* start *

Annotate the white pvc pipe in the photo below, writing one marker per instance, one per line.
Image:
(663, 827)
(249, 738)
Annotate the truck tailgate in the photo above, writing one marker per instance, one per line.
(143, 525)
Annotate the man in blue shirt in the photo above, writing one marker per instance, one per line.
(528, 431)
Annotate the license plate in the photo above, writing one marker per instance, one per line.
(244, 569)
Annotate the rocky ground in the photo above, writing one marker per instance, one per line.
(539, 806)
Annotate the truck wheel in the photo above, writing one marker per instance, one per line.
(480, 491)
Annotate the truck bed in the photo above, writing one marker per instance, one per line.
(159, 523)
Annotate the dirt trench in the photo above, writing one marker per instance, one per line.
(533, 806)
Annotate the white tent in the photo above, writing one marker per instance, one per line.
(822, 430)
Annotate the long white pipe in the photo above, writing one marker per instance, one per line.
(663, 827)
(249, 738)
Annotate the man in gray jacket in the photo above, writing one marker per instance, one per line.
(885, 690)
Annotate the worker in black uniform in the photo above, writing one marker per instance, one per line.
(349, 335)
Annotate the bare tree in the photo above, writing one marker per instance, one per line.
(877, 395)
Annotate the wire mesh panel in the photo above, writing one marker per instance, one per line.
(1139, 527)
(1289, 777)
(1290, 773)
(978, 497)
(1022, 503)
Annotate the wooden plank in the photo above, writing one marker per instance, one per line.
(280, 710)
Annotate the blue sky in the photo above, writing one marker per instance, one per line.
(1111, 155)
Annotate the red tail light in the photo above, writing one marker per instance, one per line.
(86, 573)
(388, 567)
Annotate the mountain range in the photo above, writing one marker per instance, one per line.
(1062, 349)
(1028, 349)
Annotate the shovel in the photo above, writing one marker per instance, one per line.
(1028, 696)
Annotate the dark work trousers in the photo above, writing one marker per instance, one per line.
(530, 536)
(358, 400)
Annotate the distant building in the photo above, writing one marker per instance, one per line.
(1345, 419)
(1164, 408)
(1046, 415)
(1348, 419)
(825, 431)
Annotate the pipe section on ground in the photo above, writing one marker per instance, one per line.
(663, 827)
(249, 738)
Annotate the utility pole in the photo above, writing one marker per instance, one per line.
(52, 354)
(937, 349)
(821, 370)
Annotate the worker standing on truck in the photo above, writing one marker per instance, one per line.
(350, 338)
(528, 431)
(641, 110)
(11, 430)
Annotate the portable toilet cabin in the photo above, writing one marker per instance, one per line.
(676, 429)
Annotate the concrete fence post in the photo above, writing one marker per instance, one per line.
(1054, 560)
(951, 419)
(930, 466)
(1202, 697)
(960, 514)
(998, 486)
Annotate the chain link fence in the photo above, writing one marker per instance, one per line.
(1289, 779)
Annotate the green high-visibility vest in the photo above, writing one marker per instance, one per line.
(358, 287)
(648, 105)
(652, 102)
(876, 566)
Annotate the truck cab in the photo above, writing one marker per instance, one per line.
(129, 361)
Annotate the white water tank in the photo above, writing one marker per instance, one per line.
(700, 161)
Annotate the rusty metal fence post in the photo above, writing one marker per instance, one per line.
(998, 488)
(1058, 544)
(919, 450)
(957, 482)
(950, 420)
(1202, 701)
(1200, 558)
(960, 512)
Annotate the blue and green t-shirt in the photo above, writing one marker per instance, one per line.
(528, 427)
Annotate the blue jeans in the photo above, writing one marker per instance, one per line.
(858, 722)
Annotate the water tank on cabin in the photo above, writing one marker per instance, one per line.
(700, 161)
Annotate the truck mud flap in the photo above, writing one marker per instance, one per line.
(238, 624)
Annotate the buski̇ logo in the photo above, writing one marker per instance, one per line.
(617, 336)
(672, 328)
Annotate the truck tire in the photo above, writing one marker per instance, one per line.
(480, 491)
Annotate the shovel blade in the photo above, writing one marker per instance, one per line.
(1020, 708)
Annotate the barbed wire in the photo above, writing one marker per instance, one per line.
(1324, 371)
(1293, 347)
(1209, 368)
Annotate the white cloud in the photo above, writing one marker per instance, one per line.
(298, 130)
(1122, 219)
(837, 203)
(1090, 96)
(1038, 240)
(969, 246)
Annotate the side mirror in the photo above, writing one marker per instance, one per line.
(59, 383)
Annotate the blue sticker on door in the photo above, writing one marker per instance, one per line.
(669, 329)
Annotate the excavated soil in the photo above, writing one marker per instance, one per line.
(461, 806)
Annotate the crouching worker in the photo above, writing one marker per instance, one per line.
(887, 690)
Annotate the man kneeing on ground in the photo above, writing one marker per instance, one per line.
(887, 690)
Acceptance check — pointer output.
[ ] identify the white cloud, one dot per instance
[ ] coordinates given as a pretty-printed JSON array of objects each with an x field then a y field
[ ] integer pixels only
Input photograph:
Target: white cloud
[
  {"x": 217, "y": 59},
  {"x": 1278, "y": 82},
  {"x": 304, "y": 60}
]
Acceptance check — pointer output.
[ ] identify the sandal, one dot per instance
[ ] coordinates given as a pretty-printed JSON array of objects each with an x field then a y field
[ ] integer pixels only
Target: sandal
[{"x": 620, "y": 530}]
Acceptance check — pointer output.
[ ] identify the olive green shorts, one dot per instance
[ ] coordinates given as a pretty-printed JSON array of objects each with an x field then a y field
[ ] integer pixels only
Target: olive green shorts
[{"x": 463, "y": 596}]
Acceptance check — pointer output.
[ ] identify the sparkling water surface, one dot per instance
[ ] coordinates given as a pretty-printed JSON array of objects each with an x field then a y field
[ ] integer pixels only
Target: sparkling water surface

* end *

Render all the records above as a numbered list, one line per item and blank lines left out.

## REPLY
1. Annotate the white pvc pipe in the photo below, writing one marker per instance, one per line.
2. Image:
3. (663, 827)
4. (249, 738)
5. Annotate the truck tailgate in the photo above, writing one marker per instance, one per line.
6. (143, 525)
7. Annotate the man in blue shirt in the photo above, writing one marker per instance, one per line.
8. (528, 431)
9. Annotate the license plate in the photo above, writing one marker per instance, one per line.
10. (244, 569)
11. Annotate the rocky ground in the photo above, writing one marker per instance, one per line.
12. (539, 806)
13. Annotate the truck wheel in the photo above, writing one marker per instance, one per line.
14. (480, 491)
15. Annotate the truck bed in the photo above, writing one marker per instance, one per line.
16. (159, 523)
17. Annotate the dirt trench in the photo above, writing one marker per instance, one per line.
18. (533, 806)
19. Annotate the white tent in the photo above, writing one marker per instance, one per line.
20. (822, 430)
21. Annotate the long white pipe in the photo above, writing one marker per instance, one per line.
22. (663, 827)
23. (249, 738)
24. Annotate the man in gray jacket in the photo above, writing one marker per instance, one per line.
25. (885, 690)
26. Annotate the worker in black uniform in the photo above, writing one marker per instance, one per line.
27. (349, 335)
28. Annotate the bare tree in the photo above, writing one marker per instance, one per line.
29. (877, 395)
30. Annotate the wire mesh panel in the photo above, writing one marker per instance, one per line.
31. (1139, 527)
32. (1289, 777)
33. (1290, 773)
34. (978, 497)
35. (1022, 503)
36. Annotate the wooden plank in the photo above, writing one marker per instance, one per line.
37. (280, 710)
38. Annotate the blue sky in the photo above, writing one marker per instance, one per line.
39. (1111, 155)
40. Annotate the red tail light in the photo above, writing one marker per instance, one per line.
41. (86, 573)
42. (388, 567)
43. Annotate the mountain range in the photo above, writing one marker per instance, one per line.
44. (1062, 349)
45. (1028, 349)
46. Annotate the shovel in the photo above, writing one marker per instance, one per line.
47. (1028, 696)
48. Annotate the dark work trousers in the photo above, writing one marker per instance, one per line.
49. (530, 536)
50. (358, 400)
51. Annotate the distant building in the photo above, writing one marker per instance, one per line.
52. (1345, 419)
53. (1164, 408)
54. (1046, 415)
55. (1348, 419)
56. (825, 431)
57. Annotate the pipe section on ground in the photo above, writing one marker per instance, one per line.
58. (663, 827)
59. (249, 738)
60. Annotate the utility pole in the photo above, writing one marker per instance, one per line.
61. (52, 354)
62. (937, 349)
63. (821, 370)
64. Annotate the worker standing on truck in the photo above, writing one marker per instance, one per line.
65. (350, 338)
66. (528, 431)
67. (641, 110)
68. (11, 430)
69. Annotate the portable toilet cabin in the photo above, writing one marker per instance, one per line.
70. (676, 429)
71. Annotate the concrete fence post in the photo above, writing one marker per instance, one per line.
72. (1054, 560)
73. (951, 419)
74. (930, 466)
75. (1202, 697)
76. (960, 514)
77. (998, 486)
78. Annotate the chain link fence in the photo above, writing one marker per instance, one per line.
79. (1289, 779)
80. Annotate the green high-visibility vest in the photo above, writing one marker per instance, one per line.
81. (358, 287)
82. (648, 105)
83. (652, 102)
84. (876, 566)
85. Annotate the truck cab in the photo above, writing one marker per instance, one per line.
86. (129, 361)
87. Annotate the white water tank in the photo above, writing one marker per instance, one per line.
88. (700, 161)
89. Annotate the rusty metal fence post in the photo above, writing one marker per instance, one per line.
90. (998, 488)
91. (1058, 544)
92. (919, 450)
93. (957, 482)
94. (950, 420)
95. (1202, 701)
96. (1200, 558)
97. (960, 512)
98. Annotate the blue and green t-shirt in the photo above, writing one marker per instance, one per line.
99. (528, 427)
100. Annotate the blue jeans in the photo above, writing one marker per instance, one per line.
101. (858, 722)
102. Annotate the water tank on cabin in the photo above, writing one marker per instance, one per line.
103. (700, 161)
104. Annotate the truck mud flap in the photo above, writing one marker per instance, one per line.
105. (238, 624)
106. Annotate the buski̇ logo in the photo above, writing one marker per instance, one per line.
107. (617, 336)
108. (672, 328)
109. Annotate the truck tire in the photo above, writing one marker per instance, one per line.
110. (480, 491)
111. Annotate the shovel blade in the photo above, writing one marker per instance, one per line.
112. (1020, 708)
113. Annotate the barbed wire in the photo above, writing one marker per instance, one per line.
114. (1324, 371)
115. (1293, 347)
116. (1209, 368)
117. Annotate the white cloud in the photo above, writing one marker per instance, one per line.
118. (298, 130)
119. (1122, 219)
120. (837, 203)
121. (1090, 96)
122. (1038, 240)
123. (969, 246)
124. Annotate the side mirror in the photo above, writing one marker per instance, one per line.
125. (59, 383)
126. Annotate the blue sticker on door in the photo above, writing one marker per instance, one per line.
127. (669, 329)
128. Annotate the excavated soil in the photo above, writing one marker per instance, one per line.
129. (461, 806)
130. Annotate the crouching worker in the photo above, writing one marker per instance, one per line.
131. (887, 690)
132. Annotate the man kneeing on ground in the photo above, writing one marker per instance, one per line.
133. (887, 690)
134. Acceptance check — pointer output.
135. [ ] identify the white cloud, one dot per instance
136. [ ] coordinates given as a pretty-printed JSON array of objects each with an x field then a y field
137. [ ] integer pixels only
138. Input photograph:
139. Target: white cloud
140. [
141.   {"x": 217, "y": 59},
142.   {"x": 1278, "y": 82},
143.   {"x": 304, "y": 60}
144. ]
145. Acceptance check — pointer output.
146. [ ] identify the sandal, one dot per instance
147. [ ] coordinates given as a pretty-printed JSON array of objects each with an x field then a y field
148. [ ] integer pixels only
149. Target: sandal
150. [{"x": 620, "y": 530}]
151. Acceptance check — pointer output.
152. [ ] identify the olive green shorts, one dot per instance
153. [ ] coordinates given as a pretty-printed JSON array of objects each with an x field then a y field
154. [ ] integer pixels only
155. Target: olive green shorts
156. [{"x": 463, "y": 596}]
157. Acceptance check — pointer output.
158. [ ] identify the sparkling water surface, one dot per instance
159. [ ] coordinates given as a pretty-printed JSON array of objects each with an x field then a y field
160. [ ] integer pixels only
161. Target: sparkling water surface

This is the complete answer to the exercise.